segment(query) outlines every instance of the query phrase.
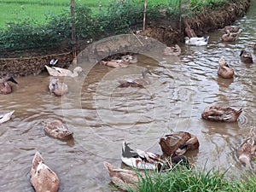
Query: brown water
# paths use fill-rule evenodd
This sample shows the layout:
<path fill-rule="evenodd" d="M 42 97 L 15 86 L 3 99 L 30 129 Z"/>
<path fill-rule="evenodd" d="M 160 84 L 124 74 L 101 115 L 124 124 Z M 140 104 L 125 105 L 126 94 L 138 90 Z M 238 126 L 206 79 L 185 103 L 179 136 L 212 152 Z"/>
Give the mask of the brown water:
<path fill-rule="evenodd" d="M 242 48 L 253 53 L 255 9 L 236 22 L 243 29 L 236 43 L 221 42 L 217 31 L 209 34 L 207 46 L 180 44 L 182 55 L 160 59 L 166 61 L 138 55 L 139 62 L 128 68 L 96 65 L 84 81 L 66 79 L 70 92 L 62 99 L 49 94 L 46 73 L 18 78 L 11 95 L 0 95 L 1 113 L 15 110 L 0 125 L 0 191 L 33 191 L 29 177 L 36 150 L 59 176 L 60 191 L 110 191 L 102 162 L 121 166 L 122 142 L 160 153 L 158 139 L 170 131 L 198 137 L 199 150 L 188 154 L 196 166 L 244 173 L 235 152 L 254 125 L 256 65 L 241 62 L 239 54 Z M 222 55 L 233 62 L 234 79 L 218 77 Z M 118 79 L 139 77 L 143 67 L 154 74 L 147 89 L 117 88 Z M 236 123 L 207 122 L 201 113 L 209 105 L 242 108 L 243 113 Z M 42 120 L 55 119 L 67 122 L 74 140 L 45 136 Z"/>

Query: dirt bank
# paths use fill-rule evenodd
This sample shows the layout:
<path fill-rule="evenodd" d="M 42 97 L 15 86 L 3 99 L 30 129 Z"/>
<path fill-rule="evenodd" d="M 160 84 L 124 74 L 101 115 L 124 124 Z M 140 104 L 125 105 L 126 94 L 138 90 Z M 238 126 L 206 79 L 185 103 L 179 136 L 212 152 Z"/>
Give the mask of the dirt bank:
<path fill-rule="evenodd" d="M 231 25 L 236 19 L 243 16 L 250 6 L 250 0 L 237 1 L 236 3 L 228 3 L 218 10 L 204 9 L 200 15 L 189 18 L 189 25 L 198 36 L 212 32 L 224 26 Z M 184 24 L 174 23 L 168 18 L 152 21 L 147 29 L 141 34 L 155 38 L 167 45 L 183 42 Z M 120 49 L 122 44 L 119 45 Z M 109 48 L 108 48 L 109 49 Z M 116 48 L 115 48 L 116 49 Z M 113 50 L 109 50 L 112 52 Z M 2 58 L 0 59 L 0 76 L 11 73 L 14 76 L 26 76 L 38 74 L 44 70 L 44 65 L 49 64 L 51 59 L 58 59 L 58 67 L 67 67 L 72 63 L 71 53 L 49 55 L 26 58 Z"/>
<path fill-rule="evenodd" d="M 242 17 L 250 7 L 250 0 L 236 1 L 236 3 L 225 4 L 222 9 L 216 10 L 203 9 L 200 15 L 189 18 L 190 27 L 197 36 L 212 32 L 225 26 L 230 26 L 236 20 Z M 167 45 L 178 44 L 184 41 L 184 23 L 182 20 L 182 27 L 179 29 L 178 23 L 173 23 L 167 19 L 152 22 L 147 29 L 142 32 L 143 35 L 158 39 Z"/>

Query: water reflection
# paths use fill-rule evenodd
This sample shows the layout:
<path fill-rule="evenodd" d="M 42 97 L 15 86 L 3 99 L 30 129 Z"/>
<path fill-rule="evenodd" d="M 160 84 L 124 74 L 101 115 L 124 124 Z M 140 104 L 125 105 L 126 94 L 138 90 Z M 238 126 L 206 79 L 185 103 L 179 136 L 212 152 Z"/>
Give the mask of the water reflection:
<path fill-rule="evenodd" d="M 67 80 L 70 93 L 62 98 L 49 94 L 46 73 L 19 78 L 12 95 L 0 95 L 2 111 L 15 110 L 10 121 L 0 125 L 0 191 L 32 191 L 29 172 L 36 150 L 58 174 L 60 191 L 110 191 L 102 162 L 121 165 L 122 142 L 160 153 L 158 139 L 171 131 L 198 137 L 199 150 L 188 154 L 195 166 L 230 167 L 237 176 L 244 172 L 235 152 L 254 125 L 256 66 L 241 62 L 239 54 L 242 48 L 253 52 L 255 9 L 235 24 L 243 29 L 236 43 L 221 42 L 222 32 L 217 31 L 210 34 L 208 46 L 182 45 L 181 56 L 162 57 L 160 63 L 138 55 L 139 63 L 118 73 L 96 65 L 84 82 Z M 233 79 L 218 77 L 220 56 L 233 62 Z M 118 88 L 119 79 L 138 77 L 142 67 L 155 74 L 150 86 Z M 76 92 L 74 87 L 81 82 L 82 89 Z M 209 105 L 241 108 L 243 113 L 236 123 L 208 122 L 201 113 Z M 45 136 L 42 120 L 55 119 L 67 122 L 73 140 Z"/>

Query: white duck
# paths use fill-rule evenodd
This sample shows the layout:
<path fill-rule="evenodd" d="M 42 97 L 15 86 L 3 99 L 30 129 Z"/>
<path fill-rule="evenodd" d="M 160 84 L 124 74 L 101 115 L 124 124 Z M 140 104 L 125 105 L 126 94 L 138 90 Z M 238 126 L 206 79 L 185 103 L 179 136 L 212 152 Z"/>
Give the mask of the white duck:
<path fill-rule="evenodd" d="M 49 167 L 39 154 L 36 152 L 31 168 L 30 182 L 36 192 L 57 192 L 60 180 L 57 175 Z"/>
<path fill-rule="evenodd" d="M 69 76 L 72 78 L 79 76 L 79 73 L 81 73 L 82 74 L 84 74 L 84 72 L 81 67 L 76 67 L 73 69 L 73 72 L 66 69 L 66 68 L 61 68 L 57 67 L 49 67 L 45 65 L 45 67 L 51 76 Z"/>
<path fill-rule="evenodd" d="M 204 46 L 207 45 L 209 40 L 209 36 L 201 38 L 185 38 L 185 44 L 194 46 Z"/>
<path fill-rule="evenodd" d="M 15 110 L 11 111 L 11 112 L 9 112 L 9 113 L 7 113 L 5 114 L 0 115 L 0 124 L 3 124 L 4 122 L 6 122 L 6 121 L 9 121 L 14 113 L 15 113 Z"/>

▬▬▬▬▬▬

== Short task ==
Revise the data above so that every "Give the mask of" becomes "Return the mask of". Leave everything else unchanged, and omit the pictures from your answer.

== Output for this exercise ==
segment(query) outlines every instance of the query phrase.
Query: brown water
# paths use fill-rule evenodd
This sample shows the layout:
<path fill-rule="evenodd" d="M 42 97 L 15 86 L 3 99 L 30 129 Z"/>
<path fill-rule="evenodd" d="M 160 84 L 124 74 L 101 115 L 124 124 Z M 140 104 L 125 105 L 126 94 L 138 90 Z M 238 126 L 206 79 L 185 103 L 179 136 L 212 152 Z"/>
Return the mask of the brown water:
<path fill-rule="evenodd" d="M 242 48 L 253 53 L 255 9 L 236 22 L 243 29 L 236 43 L 221 42 L 217 31 L 209 34 L 207 46 L 180 44 L 182 55 L 160 59 L 166 61 L 138 55 L 139 62 L 128 68 L 96 65 L 84 81 L 66 79 L 70 92 L 62 99 L 49 94 L 46 73 L 18 78 L 11 95 L 0 95 L 1 113 L 15 110 L 0 125 L 0 191 L 33 191 L 29 177 L 36 150 L 59 176 L 60 191 L 110 191 L 102 162 L 121 166 L 122 142 L 160 153 L 158 139 L 170 131 L 198 137 L 199 150 L 188 154 L 196 166 L 244 173 L 235 152 L 254 125 L 256 65 L 241 62 L 239 54 Z M 222 55 L 233 62 L 234 79 L 218 77 Z M 118 79 L 139 77 L 143 67 L 154 74 L 147 89 L 117 88 Z M 236 123 L 207 122 L 201 113 L 209 105 L 242 108 L 243 113 Z M 42 120 L 55 119 L 67 122 L 74 140 L 45 136 Z"/>

Query: dirt bank
# paths use fill-rule evenodd
This sample shows the layout:
<path fill-rule="evenodd" d="M 42 97 L 15 86 L 3 99 L 30 129 Z"/>
<path fill-rule="evenodd" d="M 160 84 L 124 74 L 101 115 L 124 124 Z M 140 104 L 125 105 L 126 94 L 138 90 Z M 238 126 L 206 79 L 185 103 L 179 136 L 212 152 Z"/>
Return the mask of the dirt bank:
<path fill-rule="evenodd" d="M 231 25 L 236 19 L 243 16 L 250 6 L 250 0 L 237 1 L 236 3 L 228 3 L 218 10 L 204 9 L 200 15 L 189 18 L 189 25 L 198 36 L 212 32 L 224 26 Z M 184 24 L 174 23 L 168 18 L 152 21 L 147 29 L 141 34 L 155 38 L 167 45 L 183 42 Z M 120 49 L 122 44 L 119 45 Z M 109 48 L 108 48 L 109 49 Z M 116 48 L 115 48 L 116 49 Z M 113 50 L 109 50 L 112 52 Z M 2 58 L 0 59 L 0 76 L 11 73 L 14 76 L 26 76 L 38 74 L 44 70 L 44 65 L 49 64 L 51 59 L 58 59 L 58 67 L 67 67 L 72 63 L 71 53 L 49 55 L 26 58 Z"/>
<path fill-rule="evenodd" d="M 242 17 L 250 7 L 250 0 L 236 1 L 236 3 L 225 4 L 222 9 L 216 10 L 203 9 L 200 15 L 189 18 L 190 27 L 197 36 L 212 32 L 225 26 L 230 26 L 236 20 Z M 167 45 L 178 44 L 184 41 L 184 23 L 182 20 L 182 27 L 179 29 L 178 23 L 173 23 L 167 19 L 152 22 L 147 29 L 142 32 L 143 35 L 158 39 Z"/>

Query: water reflection
# paths use fill-rule evenodd
This sample shows the layout:
<path fill-rule="evenodd" d="M 42 97 L 15 86 L 3 99 L 30 129 Z"/>
<path fill-rule="evenodd" d="M 160 84 L 124 74 L 101 115 L 124 124 Z M 140 104 L 125 105 L 126 94 L 138 90 Z M 238 126 L 206 79 L 185 103 L 179 136 L 212 152 Z"/>
Return the mask of the water reflection:
<path fill-rule="evenodd" d="M 67 80 L 70 93 L 62 98 L 49 94 L 46 73 L 19 78 L 12 95 L 0 95 L 2 111 L 15 110 L 10 121 L 0 125 L 0 191 L 32 191 L 29 172 L 36 150 L 58 174 L 60 191 L 110 191 L 102 162 L 121 165 L 122 142 L 160 153 L 158 139 L 171 131 L 198 137 L 199 150 L 188 154 L 195 166 L 230 167 L 237 176 L 244 172 L 235 152 L 254 125 L 256 66 L 241 62 L 239 54 L 242 48 L 253 52 L 255 9 L 235 24 L 243 29 L 236 43 L 221 42 L 222 32 L 217 31 L 210 34 L 208 46 L 182 45 L 181 56 L 162 57 L 160 63 L 138 55 L 139 63 L 118 73 L 96 65 L 84 82 Z M 233 79 L 218 77 L 220 56 L 233 62 Z M 118 88 L 119 79 L 138 77 L 142 67 L 155 74 L 150 86 Z M 76 92 L 74 87 L 81 82 L 82 89 Z M 209 105 L 241 108 L 243 113 L 236 123 L 208 122 L 201 113 Z M 45 136 L 42 120 L 55 119 L 67 122 L 73 140 Z"/>

Query: white duck
# paths use fill-rule evenodd
This sample shows the layout:
<path fill-rule="evenodd" d="M 42 97 L 15 86 L 3 99 L 30 129 Z"/>
<path fill-rule="evenodd" d="M 160 84 L 124 74 L 101 115 L 124 124 Z M 140 104 L 125 105 L 126 94 L 138 90 Z M 238 126 L 206 79 L 185 103 L 179 136 L 212 152 Z"/>
Return the mask of the white duck:
<path fill-rule="evenodd" d="M 49 167 L 39 154 L 36 152 L 31 168 L 30 182 L 36 192 L 57 192 L 60 180 L 57 175 Z"/>
<path fill-rule="evenodd" d="M 69 76 L 72 78 L 79 76 L 79 73 L 81 73 L 82 74 L 84 74 L 84 72 L 81 67 L 76 67 L 73 69 L 73 72 L 66 69 L 66 68 L 61 68 L 57 67 L 49 67 L 45 65 L 45 67 L 51 76 Z"/>
<path fill-rule="evenodd" d="M 204 46 L 207 45 L 209 40 L 209 36 L 201 38 L 185 38 L 185 44 L 194 46 Z"/>
<path fill-rule="evenodd" d="M 15 110 L 11 111 L 11 112 L 9 112 L 9 113 L 7 113 L 5 114 L 0 115 L 0 124 L 3 124 L 4 122 L 6 122 L 6 121 L 9 121 L 14 113 L 15 113 Z"/>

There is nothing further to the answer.